## Page extract:
Another interesting note is that of the three particular cultures Franco discusses, each one has a link to technology and mass media. In Britain the CCCS “examined lifestyles – clothing, rituals, and behavior that created maps of meaning or social texts and bonded their members. ‘Not only did they negotiate with or oppose the dominant culture, but in many ways they actively appropriated and transformed (and thus subverted) dominant meanings” (212). In the United States, Walter Benjamin “underscored the increasing domination of images through advertisement, signs, photography, and cinema” (215). In Latin America modernization and mass culture transformed the public: “under the influence of new technologies and the media, literacy was no longer the one path to culture and responsible citizenship” (218). To top all of that off, the idea of “worlding,” or “an international popular culture” (219), highlights the reality that “technology allows for distant consumption of serially produced goods” (220). It is common to hear that technology has made the world a much smaller place, connecting countries in ways impossible by geography, but what is at stake in that connection? Nelly Richard questions how describing “social change ‘without ever questioning the disruptive effect of such change on the very language itself’” is a downfall of critical studies in the academy (221).

Franco’s text leaves me with more quandaries that I started with. The salad bowl or the melting pot? Consumerism as negative or opportunistic? Do cultural studies enlighten us to the different cultures, or are we slanted in our studies thereof?

1 comment:

Ugly said...

Your was an interesting perspective on Franco's article. I think Americans are just too stuck in our American culture. We are too quick to think our way is the right way, even though those ways can be contended.

## Dataset entries:
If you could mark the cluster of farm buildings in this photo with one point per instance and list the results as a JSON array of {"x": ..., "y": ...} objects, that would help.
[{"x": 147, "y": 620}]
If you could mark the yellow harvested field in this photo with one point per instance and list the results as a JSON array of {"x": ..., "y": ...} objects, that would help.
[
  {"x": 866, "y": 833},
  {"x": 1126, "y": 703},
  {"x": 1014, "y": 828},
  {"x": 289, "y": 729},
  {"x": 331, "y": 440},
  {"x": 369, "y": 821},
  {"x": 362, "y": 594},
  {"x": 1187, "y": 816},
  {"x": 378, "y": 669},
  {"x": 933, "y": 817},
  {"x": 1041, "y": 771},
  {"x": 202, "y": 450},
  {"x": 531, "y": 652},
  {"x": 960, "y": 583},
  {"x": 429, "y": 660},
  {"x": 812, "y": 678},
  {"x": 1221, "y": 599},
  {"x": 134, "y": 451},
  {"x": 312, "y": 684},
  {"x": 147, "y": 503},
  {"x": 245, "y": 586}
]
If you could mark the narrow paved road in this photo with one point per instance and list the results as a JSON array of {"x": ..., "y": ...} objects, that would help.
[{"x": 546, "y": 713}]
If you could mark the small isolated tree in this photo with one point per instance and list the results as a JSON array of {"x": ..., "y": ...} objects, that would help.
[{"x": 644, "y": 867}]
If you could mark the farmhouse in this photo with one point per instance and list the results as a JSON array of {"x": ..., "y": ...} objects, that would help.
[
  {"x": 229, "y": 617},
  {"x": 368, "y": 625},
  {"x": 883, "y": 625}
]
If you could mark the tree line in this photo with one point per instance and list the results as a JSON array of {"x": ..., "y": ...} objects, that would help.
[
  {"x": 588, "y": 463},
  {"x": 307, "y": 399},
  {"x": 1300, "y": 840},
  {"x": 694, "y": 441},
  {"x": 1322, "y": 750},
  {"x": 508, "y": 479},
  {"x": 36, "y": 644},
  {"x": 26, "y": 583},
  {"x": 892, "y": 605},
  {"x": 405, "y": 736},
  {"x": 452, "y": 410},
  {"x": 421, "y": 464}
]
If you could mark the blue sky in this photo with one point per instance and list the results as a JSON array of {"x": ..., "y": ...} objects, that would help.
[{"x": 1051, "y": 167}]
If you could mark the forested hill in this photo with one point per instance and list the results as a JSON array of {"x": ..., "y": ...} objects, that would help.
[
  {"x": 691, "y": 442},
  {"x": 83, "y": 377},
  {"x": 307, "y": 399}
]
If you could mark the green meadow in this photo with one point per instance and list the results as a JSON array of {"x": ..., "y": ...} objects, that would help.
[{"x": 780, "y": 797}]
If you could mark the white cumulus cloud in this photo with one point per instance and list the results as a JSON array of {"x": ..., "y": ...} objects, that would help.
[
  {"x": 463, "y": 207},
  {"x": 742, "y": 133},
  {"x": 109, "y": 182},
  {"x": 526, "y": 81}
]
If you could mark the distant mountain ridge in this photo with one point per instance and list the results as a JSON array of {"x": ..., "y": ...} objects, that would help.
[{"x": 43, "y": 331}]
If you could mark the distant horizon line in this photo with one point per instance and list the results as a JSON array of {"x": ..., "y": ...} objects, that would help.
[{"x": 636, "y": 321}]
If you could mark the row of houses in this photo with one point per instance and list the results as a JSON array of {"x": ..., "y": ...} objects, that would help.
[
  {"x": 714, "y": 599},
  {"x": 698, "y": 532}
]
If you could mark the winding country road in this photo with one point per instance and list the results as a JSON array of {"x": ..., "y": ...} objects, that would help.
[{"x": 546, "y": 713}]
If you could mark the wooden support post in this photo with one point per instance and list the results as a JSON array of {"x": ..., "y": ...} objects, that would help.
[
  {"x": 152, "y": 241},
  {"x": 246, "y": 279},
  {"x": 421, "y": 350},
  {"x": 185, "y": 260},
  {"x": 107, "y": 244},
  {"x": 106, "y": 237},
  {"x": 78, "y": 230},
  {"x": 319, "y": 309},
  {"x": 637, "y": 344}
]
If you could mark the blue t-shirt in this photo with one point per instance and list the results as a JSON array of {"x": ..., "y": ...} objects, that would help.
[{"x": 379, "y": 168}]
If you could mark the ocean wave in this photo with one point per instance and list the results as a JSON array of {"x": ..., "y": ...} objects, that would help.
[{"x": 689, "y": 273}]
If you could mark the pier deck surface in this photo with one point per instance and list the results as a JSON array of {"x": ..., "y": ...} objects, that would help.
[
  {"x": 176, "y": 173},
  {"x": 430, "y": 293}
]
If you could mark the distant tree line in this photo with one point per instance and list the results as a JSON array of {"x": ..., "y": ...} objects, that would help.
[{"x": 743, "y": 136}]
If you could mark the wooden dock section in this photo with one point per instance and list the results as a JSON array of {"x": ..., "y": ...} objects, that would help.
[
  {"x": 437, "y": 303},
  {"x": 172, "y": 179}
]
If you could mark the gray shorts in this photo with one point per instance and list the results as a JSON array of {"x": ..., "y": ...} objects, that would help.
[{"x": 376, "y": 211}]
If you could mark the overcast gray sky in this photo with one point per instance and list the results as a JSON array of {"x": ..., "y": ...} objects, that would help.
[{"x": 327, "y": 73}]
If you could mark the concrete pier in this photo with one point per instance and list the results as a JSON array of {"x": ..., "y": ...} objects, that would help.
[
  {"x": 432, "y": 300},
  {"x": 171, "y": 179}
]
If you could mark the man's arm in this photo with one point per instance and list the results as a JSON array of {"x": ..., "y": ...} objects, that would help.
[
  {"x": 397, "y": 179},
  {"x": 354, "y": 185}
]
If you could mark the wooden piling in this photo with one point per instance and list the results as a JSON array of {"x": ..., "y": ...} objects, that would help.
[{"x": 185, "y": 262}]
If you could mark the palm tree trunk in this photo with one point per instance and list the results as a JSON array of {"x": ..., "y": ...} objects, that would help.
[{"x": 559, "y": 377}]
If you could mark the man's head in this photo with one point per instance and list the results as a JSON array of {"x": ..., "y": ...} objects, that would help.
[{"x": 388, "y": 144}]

## What to do:
Reproduce the stretch of the blog post on Franco's text from "Your was an" through "can be contended.", word for word. The records were drawn from a separate source and are unrelated to the blog post on Franco's text.

## Correct answer:
Your was an interesting perspective on Franco's article. I think Americans are just too stuck in our American culture. We are too quick to think our way is the right way, even though those ways can be contended.